===== Material supplied =====

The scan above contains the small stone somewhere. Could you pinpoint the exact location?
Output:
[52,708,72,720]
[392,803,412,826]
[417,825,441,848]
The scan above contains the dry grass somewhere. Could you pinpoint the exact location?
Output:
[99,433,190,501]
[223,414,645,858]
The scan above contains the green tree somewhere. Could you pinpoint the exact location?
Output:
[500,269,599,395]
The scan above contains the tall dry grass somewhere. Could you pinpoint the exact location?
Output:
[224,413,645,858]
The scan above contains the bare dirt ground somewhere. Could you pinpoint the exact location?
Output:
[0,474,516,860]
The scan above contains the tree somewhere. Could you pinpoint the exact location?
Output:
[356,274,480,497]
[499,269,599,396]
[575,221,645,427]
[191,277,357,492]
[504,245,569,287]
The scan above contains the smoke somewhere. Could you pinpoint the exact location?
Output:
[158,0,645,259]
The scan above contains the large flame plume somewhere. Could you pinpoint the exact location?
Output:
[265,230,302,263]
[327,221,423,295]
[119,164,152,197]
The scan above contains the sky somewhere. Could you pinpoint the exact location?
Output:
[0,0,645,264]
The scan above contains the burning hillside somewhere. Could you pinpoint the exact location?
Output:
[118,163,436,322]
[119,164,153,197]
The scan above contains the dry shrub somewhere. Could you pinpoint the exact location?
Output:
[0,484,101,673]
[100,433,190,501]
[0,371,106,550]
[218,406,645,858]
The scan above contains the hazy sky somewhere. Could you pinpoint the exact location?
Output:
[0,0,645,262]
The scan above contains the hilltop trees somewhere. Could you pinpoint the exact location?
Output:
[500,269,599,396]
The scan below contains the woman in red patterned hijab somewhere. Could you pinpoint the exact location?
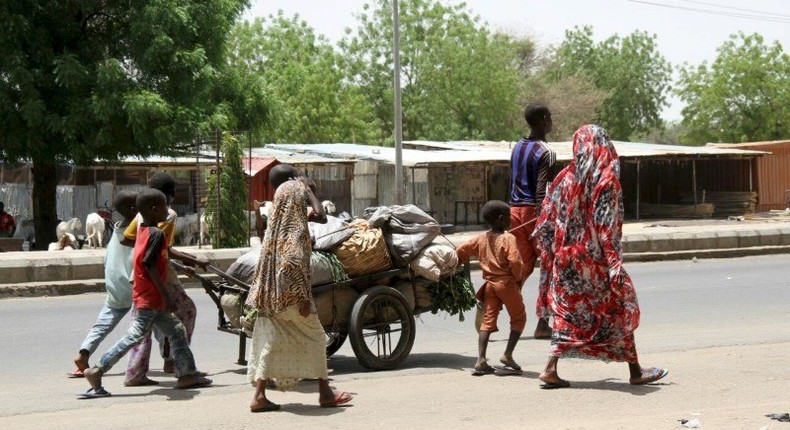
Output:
[534,125,667,388]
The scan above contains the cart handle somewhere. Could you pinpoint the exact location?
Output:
[206,264,252,291]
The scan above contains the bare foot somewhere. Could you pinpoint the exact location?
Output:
[250,398,280,412]
[176,374,212,390]
[74,349,90,371]
[499,355,521,372]
[629,367,669,385]
[162,358,176,373]
[534,318,551,339]
[82,366,104,390]
[318,390,354,408]
[538,372,571,389]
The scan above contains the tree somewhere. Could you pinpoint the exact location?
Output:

=====

== Exercise task ==
Copy every row above verbatim, leaving out the pictures.

== Finished task ==
The scan above contains the small stone somewhere. Could you pinpoint the exact location?
Output:
[52,708,72,720]
[392,803,412,826]
[417,825,441,848]
The scan above contains the dry grass somewhere. Could you pinpoint the exact location?
Output:
[99,433,190,501]
[223,414,645,858]
The scan above contains the green tree somewhere. Could you pinpoint the exact location?
Output:
[500,269,599,395]
The scan above contains the tall dry grass somewhere. Could you pinpoint the exact location?
Output:
[224,413,645,858]
The scan above contains the bare dirt ground somewhere. Could you pinpoint the exact location?
Output:
[0,474,516,860]
The scan above contains the tree somewhere. Could you pinpoint the exact location?
Output:
[356,274,480,497]
[499,269,599,396]
[575,221,645,427]
[191,277,357,492]
[504,245,569,287]
The scan above contains the smoke somewhere. Could you pinpoint the exact location?
Output:
[158,0,645,259]
The scan above contains the large flame plume somewhere. Could you pinpoint the exact location?
Output:
[265,230,302,263]
[327,221,423,295]
[119,164,152,197]
The scan above contains the sky somewhere. Could you pinpoint the exact location?
Output:
[0,0,645,264]
The scan above contains the burning hillside somewhere. Could you pinpoint the exact location?
Output:
[118,163,436,322]
[119,164,153,197]
The scan above contains the dry shrub somewhere. Could you pinpoint the exact location?
Output:
[0,484,101,673]
[100,433,190,501]
[0,371,106,550]
[218,406,645,858]
The scan above contains the hazy sky somewhere. Could you pinpoint the exact location?
Output:
[0,0,645,262]
The scan above contains the hilltop trees somewhere. Could you pinpoint the exact location?
Output:
[500,269,599,396]
The scan below contains the woman in red patterned hijab somewhere. Could you pinpoint the exact location?
Output:
[534,125,667,388]
The scan above contains the cart handle somewhere. Could you pinpoint the exact location?
Output:
[206,264,252,291]
The scan above contains the bare foot somewhere. Could you pinpoint the exact location?
Output:
[250,398,280,412]
[176,374,212,390]
[74,349,90,371]
[499,355,521,372]
[629,367,669,385]
[162,358,176,373]
[534,318,551,339]
[82,366,104,390]
[318,390,354,408]
[538,372,571,389]
The scan above contains the tree somewhere. Could you pinpoint the exact location?
Output:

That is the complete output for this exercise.